- What you have to do -
A faithful transcription of all the data is required.

####################

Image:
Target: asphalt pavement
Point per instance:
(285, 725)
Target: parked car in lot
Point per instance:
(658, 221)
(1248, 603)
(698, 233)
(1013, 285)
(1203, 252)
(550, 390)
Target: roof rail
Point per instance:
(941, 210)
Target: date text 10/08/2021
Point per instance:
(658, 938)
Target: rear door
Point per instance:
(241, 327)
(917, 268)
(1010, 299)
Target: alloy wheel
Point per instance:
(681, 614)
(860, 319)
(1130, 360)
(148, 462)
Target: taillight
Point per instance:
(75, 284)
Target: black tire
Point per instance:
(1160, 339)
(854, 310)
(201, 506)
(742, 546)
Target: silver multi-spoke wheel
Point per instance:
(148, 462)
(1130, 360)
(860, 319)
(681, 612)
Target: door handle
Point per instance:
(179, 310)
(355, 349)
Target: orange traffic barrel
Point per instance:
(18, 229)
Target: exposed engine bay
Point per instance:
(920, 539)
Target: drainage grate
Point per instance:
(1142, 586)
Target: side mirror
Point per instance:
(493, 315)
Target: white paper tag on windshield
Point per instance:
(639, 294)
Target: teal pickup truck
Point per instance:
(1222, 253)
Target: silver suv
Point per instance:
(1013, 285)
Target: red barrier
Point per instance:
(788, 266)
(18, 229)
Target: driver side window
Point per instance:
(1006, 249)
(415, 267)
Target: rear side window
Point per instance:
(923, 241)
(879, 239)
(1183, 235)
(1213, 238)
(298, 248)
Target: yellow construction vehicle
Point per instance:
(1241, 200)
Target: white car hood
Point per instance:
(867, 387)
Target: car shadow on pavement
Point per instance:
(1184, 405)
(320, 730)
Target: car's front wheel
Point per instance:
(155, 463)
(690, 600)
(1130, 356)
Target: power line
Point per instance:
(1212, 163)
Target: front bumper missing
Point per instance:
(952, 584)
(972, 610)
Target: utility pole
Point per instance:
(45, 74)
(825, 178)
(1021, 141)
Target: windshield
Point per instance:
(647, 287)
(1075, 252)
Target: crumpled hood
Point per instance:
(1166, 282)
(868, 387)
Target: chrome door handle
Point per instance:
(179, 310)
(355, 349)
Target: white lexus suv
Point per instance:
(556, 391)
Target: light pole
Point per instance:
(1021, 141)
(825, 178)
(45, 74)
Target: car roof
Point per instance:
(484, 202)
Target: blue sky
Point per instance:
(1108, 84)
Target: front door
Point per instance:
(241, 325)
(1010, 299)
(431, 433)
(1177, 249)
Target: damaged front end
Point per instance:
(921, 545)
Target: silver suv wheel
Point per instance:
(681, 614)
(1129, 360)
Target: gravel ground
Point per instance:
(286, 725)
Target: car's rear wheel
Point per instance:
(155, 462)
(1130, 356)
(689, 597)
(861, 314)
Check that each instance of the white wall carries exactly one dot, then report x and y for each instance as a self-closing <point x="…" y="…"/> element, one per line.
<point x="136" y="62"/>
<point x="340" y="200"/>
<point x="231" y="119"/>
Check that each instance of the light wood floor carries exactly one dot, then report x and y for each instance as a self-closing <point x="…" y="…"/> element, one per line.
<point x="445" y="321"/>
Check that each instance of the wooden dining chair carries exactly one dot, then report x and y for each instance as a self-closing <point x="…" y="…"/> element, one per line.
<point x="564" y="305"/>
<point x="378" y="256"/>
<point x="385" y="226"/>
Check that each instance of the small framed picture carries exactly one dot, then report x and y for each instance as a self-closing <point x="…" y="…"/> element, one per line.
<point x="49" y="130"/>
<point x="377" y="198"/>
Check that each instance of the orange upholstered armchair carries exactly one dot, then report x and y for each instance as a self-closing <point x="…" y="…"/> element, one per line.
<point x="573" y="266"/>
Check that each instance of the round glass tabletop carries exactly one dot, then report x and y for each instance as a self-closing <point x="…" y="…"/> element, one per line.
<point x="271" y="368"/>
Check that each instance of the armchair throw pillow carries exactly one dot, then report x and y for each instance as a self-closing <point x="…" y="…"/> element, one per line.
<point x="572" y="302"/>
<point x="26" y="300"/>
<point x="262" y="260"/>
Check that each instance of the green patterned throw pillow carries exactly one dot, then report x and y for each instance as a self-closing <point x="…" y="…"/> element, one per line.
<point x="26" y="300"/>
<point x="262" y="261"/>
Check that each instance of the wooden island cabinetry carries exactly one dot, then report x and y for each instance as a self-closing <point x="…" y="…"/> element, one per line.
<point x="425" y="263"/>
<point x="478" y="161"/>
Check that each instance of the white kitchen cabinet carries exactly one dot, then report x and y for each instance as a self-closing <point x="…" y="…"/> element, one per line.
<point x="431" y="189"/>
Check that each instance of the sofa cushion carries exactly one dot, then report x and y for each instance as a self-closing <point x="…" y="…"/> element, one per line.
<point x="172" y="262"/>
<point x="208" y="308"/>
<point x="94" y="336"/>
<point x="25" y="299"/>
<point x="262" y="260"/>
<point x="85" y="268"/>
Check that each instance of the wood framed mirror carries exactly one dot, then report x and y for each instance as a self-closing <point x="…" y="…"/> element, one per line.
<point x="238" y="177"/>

####################

- Written solution -
Image:
Target: asphalt pavement
Point per instance:
(285, 725)
Target: parked car in lot
Point per instance:
(658, 221)
(1248, 603)
(698, 233)
(1013, 285)
(1203, 252)
(550, 390)
Target: roof rail
Point per instance:
(941, 210)
Target: date text 10/08/2021
Point per instance:
(658, 938)
Target: rear door
Point per instance:
(241, 327)
(917, 268)
(1010, 299)
Target: alloy wheel
Point per instance:
(681, 614)
(860, 319)
(1130, 360)
(148, 462)
Target: taillight
Point per instance:
(75, 284)
Target: black tire
Point per instance:
(1160, 339)
(854, 310)
(201, 506)
(742, 546)
Target: silver multi-spoke wheel
Point per instance:
(148, 462)
(1130, 360)
(860, 319)
(681, 612)
Target: door handle
Point per instance:
(179, 310)
(355, 349)
Target: orange traffic barrel
Point per instance:
(18, 229)
Target: exposed engine bay
Point per instance:
(920, 539)
Target: drainage grate
Point per instance:
(1142, 586)
Target: side mirror
Point per instance:
(493, 315)
Target: white paper tag on windshield
Point per instance:
(639, 294)
Target: teal pickup truck
Point per instance:
(1222, 253)
Target: silver suv
Point per instance:
(1013, 285)
Target: red barrier
Point per instance:
(788, 266)
(18, 229)
Target: driver side window
Point per instance:
(1006, 249)
(415, 267)
Target: rear side window
Point per instance:
(923, 241)
(879, 239)
(1183, 235)
(1213, 238)
(298, 248)
Target: yellow construction vehicle
Point per instance:
(1241, 200)
Target: white car hood
Point per instance:
(867, 387)
Target: car shadow on pavement
Point per instance:
(1184, 405)
(320, 730)
Target: car's front wheel
Point per instance:
(155, 463)
(690, 600)
(1130, 356)
Target: power line
Point per instance:
(1212, 163)
Target: front bumper missing
Point per instance:
(952, 584)
(972, 610)
Target: utility pole
Point per instance:
(45, 74)
(825, 178)
(1021, 141)
Target: windshield
Point per instance:
(647, 287)
(1075, 252)
Target: crumpled hood
Point per instance:
(1166, 282)
(868, 387)
Target: chrome door handle
Point per instance:
(179, 310)
(355, 349)
Target: white lexus suv
Point per instance:
(556, 391)
Target: light pole
Point per instance:
(1021, 141)
(825, 178)
(45, 74)
Target: car roof
Point per instance:
(484, 202)
Target: blue sky
Point per instance:
(1108, 84)
Target: front door
Point per instance:
(241, 325)
(1010, 299)
(431, 433)
(1177, 249)
Target: damaged front end
Point per instance:
(921, 545)
Target: silver suv wheel
Point per instance:
(681, 614)
(1129, 360)
Target: gravel ground
Point per instance:
(286, 725)
Target: car's rear wheel
Point per instance:
(155, 462)
(1130, 356)
(689, 597)
(861, 314)
Check that each instance of the white wall carries exactly one dot, then report x and y for each instance as a self-closing <point x="…" y="…"/> element, one per line.
<point x="136" y="62"/>
<point x="340" y="200"/>
<point x="231" y="119"/>
Check that each instance of the light wood floor carries exactly one dot, then report x and y for each instance as a self-closing <point x="…" y="…"/> element, one per line.
<point x="445" y="321"/>
Check that each instance of the wooden dining chair carries exactly one dot, then report x and y for each instance as a self-closing <point x="…" y="…"/> element, one per line.
<point x="564" y="305"/>
<point x="378" y="256"/>
<point x="385" y="226"/>
Check that each instance of the small framed picture carries exactly one dot, then report x and y for each instance as a self-closing <point x="…" y="…"/> element, one per line.
<point x="49" y="130"/>
<point x="377" y="198"/>
Check that each instance of the orange upholstered armchair carries exactly one dot, then report x and y for each instance as a self-closing <point x="…" y="…"/> element, one per line.
<point x="573" y="266"/>
Check that each instance of the round glass tabletop carries exactly one dot, then report x and y for each instance as a self-closing <point x="…" y="…"/> element, one per line.
<point x="271" y="368"/>
Check that each instance of the armchair throw pillow carries exactly one dot, then report x and y for each instance as a self-closing <point x="…" y="…"/> element, one per line.
<point x="572" y="302"/>
<point x="26" y="300"/>
<point x="262" y="260"/>
Check that each instance of the green patterned throw pillow carries exactly one dot, then report x and y for each instance as a self-closing <point x="…" y="…"/> element, one per line.
<point x="26" y="300"/>
<point x="262" y="261"/>
Check that each instance of the wooden island cabinetry carries exactly one dot, then report x and y for each instance as a self-closing <point x="…" y="…"/> element, one per line.
<point x="425" y="263"/>
<point x="478" y="161"/>
Check that each instance of the white kitchen cabinet carries exactly one dot, then report x and y for each instance as a self-closing <point x="…" y="…"/> element, one per line.
<point x="431" y="189"/>
Check that each instance of the sofa cushion carries exactly one dot, then report x and y for each instance as a self-closing <point x="…" y="…"/> element, one per line.
<point x="172" y="262"/>
<point x="208" y="308"/>
<point x="94" y="336"/>
<point x="25" y="299"/>
<point x="262" y="260"/>
<point x="85" y="268"/>
Check that each instance of the wood framed mirror carries exactly one dot, then report x and y for each instance as a self-closing <point x="…" y="…"/> element, one per line.
<point x="238" y="177"/>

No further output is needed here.